WRITTEN EXERCISE: Locate the line containing "the tomato in the photo above." in the data below. Reproduce it and every following line up to the end, exactly as given.

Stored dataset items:
-=-=-

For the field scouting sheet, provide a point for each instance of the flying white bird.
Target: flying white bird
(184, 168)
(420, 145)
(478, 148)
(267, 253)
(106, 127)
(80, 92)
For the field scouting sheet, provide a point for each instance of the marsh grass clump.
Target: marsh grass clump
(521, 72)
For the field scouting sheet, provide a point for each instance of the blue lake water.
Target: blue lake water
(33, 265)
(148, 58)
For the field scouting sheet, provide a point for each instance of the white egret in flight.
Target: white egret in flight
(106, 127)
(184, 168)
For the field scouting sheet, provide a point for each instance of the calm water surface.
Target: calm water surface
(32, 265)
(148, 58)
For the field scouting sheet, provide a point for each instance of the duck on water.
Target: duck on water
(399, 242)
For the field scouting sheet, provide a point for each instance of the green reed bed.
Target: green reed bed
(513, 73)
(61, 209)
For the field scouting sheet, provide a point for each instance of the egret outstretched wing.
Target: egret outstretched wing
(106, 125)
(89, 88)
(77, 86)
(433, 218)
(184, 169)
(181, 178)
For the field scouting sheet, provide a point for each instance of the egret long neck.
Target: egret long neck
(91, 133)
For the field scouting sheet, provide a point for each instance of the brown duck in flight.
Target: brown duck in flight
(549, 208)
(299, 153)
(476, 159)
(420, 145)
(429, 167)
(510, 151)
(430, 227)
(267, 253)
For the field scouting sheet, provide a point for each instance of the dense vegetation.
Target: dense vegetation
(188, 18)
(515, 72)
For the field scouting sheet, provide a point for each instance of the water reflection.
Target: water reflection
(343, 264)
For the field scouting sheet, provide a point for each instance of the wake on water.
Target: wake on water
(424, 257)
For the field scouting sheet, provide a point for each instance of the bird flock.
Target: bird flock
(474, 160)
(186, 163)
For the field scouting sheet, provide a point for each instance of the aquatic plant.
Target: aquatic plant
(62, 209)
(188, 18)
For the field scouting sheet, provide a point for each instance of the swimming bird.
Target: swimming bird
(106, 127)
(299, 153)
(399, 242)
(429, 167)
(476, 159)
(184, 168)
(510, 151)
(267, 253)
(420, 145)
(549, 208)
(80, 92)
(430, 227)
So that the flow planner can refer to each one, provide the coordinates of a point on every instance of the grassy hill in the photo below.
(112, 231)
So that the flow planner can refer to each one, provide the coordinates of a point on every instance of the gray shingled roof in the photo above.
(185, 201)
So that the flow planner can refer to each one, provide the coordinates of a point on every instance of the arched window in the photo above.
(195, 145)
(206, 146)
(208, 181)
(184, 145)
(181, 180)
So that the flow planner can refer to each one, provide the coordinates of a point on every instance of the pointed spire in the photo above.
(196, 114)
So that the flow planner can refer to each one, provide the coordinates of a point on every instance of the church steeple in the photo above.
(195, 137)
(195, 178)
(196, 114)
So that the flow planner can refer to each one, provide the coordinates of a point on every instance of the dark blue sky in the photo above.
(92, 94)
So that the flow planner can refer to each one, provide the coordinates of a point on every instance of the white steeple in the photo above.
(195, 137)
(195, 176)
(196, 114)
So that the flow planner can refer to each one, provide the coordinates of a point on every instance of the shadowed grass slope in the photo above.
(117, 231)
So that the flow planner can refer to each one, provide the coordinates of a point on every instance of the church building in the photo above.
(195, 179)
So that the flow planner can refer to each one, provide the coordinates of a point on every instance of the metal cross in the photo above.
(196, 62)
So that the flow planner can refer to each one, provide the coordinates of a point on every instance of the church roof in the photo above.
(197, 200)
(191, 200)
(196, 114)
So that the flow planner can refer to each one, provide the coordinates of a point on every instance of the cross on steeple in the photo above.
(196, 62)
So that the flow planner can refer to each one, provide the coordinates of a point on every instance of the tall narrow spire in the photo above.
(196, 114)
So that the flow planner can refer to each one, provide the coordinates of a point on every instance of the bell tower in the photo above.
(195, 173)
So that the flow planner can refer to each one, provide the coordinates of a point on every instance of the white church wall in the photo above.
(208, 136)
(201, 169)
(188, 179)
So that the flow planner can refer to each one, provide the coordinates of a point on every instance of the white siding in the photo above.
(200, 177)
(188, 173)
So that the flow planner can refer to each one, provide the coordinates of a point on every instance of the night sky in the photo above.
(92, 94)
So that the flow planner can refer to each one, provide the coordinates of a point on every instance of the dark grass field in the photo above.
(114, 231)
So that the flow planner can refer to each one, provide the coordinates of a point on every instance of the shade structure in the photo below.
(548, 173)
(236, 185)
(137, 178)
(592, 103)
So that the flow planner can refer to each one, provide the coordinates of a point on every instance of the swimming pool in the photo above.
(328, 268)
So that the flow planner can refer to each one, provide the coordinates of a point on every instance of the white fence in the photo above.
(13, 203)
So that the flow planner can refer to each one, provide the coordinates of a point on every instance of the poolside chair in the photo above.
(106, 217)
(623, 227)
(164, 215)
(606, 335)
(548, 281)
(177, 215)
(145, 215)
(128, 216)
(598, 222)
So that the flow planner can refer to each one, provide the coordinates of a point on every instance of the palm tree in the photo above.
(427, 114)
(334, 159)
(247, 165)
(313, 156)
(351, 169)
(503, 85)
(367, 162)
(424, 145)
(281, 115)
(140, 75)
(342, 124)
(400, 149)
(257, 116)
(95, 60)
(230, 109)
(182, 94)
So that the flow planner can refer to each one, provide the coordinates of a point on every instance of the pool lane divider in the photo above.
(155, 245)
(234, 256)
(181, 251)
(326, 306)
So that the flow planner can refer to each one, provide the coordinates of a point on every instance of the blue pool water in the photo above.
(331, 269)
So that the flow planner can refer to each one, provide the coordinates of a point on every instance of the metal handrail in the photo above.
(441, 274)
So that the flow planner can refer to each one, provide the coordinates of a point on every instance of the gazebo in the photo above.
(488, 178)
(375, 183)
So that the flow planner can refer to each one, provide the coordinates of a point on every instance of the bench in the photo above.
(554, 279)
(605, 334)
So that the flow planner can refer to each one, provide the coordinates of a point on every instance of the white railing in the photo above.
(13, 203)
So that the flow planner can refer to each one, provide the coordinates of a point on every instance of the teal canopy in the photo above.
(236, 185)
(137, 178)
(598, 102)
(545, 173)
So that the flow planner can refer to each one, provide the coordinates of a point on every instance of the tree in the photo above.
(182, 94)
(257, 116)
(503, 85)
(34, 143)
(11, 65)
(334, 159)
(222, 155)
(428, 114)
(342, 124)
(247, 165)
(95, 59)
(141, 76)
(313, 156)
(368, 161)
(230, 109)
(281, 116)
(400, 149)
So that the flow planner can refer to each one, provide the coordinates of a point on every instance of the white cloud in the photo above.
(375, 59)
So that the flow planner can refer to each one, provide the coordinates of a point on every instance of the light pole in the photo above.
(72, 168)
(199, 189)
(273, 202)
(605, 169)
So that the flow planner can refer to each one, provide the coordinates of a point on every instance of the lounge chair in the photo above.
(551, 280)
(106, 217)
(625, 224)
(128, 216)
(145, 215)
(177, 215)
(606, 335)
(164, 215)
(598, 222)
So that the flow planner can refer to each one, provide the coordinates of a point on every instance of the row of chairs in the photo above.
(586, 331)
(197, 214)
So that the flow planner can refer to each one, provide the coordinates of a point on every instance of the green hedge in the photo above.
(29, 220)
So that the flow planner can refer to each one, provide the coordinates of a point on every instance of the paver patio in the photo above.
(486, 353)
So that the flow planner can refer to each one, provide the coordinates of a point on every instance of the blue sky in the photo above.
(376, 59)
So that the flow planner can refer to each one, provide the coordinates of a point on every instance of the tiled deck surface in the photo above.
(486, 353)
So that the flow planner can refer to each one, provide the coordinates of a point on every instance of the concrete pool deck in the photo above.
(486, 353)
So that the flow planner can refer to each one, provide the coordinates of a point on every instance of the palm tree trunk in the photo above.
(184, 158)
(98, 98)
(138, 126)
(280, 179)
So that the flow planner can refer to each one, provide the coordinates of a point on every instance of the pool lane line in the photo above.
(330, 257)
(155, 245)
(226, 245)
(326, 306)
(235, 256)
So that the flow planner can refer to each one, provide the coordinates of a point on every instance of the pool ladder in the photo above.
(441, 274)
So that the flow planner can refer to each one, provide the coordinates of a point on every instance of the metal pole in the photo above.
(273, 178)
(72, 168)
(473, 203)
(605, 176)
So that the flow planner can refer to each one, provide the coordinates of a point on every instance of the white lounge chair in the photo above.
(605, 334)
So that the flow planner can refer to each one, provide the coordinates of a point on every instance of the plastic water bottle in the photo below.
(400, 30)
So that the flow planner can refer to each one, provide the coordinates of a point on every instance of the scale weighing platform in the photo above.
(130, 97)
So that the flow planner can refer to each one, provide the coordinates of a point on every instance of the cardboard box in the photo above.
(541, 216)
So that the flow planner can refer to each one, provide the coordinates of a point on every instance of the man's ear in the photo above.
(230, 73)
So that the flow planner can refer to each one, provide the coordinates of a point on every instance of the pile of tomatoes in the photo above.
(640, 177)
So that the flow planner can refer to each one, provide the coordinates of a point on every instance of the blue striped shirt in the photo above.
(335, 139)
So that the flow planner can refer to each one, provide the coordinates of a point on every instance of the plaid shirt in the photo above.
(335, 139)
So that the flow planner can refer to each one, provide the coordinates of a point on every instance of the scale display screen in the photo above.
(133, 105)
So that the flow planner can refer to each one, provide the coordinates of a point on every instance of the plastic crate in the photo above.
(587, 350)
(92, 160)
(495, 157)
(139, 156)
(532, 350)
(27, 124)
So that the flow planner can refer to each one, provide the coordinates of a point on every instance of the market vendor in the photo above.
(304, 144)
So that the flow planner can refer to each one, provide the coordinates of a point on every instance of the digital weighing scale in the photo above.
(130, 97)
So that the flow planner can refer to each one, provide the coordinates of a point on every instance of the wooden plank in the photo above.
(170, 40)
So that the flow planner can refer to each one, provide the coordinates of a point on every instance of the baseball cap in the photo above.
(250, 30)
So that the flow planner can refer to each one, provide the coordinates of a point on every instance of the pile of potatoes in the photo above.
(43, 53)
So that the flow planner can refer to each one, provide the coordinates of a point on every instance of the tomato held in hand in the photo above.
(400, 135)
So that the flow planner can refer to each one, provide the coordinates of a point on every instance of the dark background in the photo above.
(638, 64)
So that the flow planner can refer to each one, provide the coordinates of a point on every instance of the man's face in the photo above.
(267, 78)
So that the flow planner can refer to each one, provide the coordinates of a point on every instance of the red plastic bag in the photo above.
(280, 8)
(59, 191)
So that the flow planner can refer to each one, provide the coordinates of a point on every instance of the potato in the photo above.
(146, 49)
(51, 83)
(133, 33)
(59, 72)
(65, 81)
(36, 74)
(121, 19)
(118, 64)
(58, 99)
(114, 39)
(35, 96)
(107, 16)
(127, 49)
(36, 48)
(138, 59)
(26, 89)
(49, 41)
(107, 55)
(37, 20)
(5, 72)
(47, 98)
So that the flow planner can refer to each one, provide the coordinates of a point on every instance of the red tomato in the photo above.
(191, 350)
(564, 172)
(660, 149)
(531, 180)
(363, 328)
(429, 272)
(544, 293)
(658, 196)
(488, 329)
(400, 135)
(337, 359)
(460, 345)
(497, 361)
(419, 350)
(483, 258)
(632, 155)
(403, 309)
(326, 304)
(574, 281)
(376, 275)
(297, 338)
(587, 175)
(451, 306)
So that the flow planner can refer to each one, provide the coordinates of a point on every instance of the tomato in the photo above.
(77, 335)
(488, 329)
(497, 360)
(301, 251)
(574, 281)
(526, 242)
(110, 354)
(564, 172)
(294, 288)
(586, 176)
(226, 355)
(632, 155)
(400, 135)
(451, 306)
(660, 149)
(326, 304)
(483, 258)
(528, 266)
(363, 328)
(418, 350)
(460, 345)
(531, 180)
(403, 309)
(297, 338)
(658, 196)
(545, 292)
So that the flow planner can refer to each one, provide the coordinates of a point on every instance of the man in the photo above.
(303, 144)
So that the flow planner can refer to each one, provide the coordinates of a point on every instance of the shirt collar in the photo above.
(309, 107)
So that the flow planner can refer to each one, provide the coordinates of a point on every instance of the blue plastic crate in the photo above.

-=-=-

TASK RESULT:
So that the flow planner can refer to each one, provide the coordinates of a point on every instance of the tomato in the photo above.
(77, 335)
(488, 329)
(497, 360)
(301, 251)
(574, 281)
(526, 242)
(110, 354)
(564, 172)
(294, 288)
(586, 176)
(226, 355)
(632, 155)
(400, 135)
(451, 306)
(660, 149)
(326, 304)
(483, 258)
(528, 266)
(363, 328)
(418, 350)
(460, 345)
(531, 180)
(403, 309)
(297, 338)
(658, 196)
(545, 292)
So that the flow planner can refer to each one, provide the coordinates of a point on every instance of the man in the photo above.
(303, 144)
So that the flow planner can refer to each one, provide the coordinates of a point on every instance of the shirt collar in the photo above.
(309, 107)
So that the flow planner can refer to each one, provide the coordinates of a point on every instance of the blue plastic crate in the photo above.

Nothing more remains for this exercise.